◆ AVAILABLE DATA ◆
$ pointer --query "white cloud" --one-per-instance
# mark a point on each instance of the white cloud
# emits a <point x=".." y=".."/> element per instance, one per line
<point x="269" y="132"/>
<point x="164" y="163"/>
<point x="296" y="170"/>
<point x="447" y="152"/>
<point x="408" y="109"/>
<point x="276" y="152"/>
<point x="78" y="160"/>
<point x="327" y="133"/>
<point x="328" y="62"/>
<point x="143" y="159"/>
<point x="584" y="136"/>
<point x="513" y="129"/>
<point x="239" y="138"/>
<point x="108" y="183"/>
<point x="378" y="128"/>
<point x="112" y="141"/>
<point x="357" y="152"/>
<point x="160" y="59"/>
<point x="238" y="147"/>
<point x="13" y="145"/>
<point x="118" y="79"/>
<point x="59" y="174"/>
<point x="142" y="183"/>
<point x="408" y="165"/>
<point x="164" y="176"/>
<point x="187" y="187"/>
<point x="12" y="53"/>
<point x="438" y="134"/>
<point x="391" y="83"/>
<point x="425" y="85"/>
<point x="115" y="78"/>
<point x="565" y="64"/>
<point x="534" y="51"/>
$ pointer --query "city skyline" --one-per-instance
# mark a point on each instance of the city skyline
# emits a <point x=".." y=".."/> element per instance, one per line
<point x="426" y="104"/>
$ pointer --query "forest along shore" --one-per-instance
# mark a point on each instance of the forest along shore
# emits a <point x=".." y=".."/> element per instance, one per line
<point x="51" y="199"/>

◆ PROBLEM ◆
How many of the lines above include the string "shore"? Only the number should be written.

◆ ANSWER FOR THE TASK ◆
2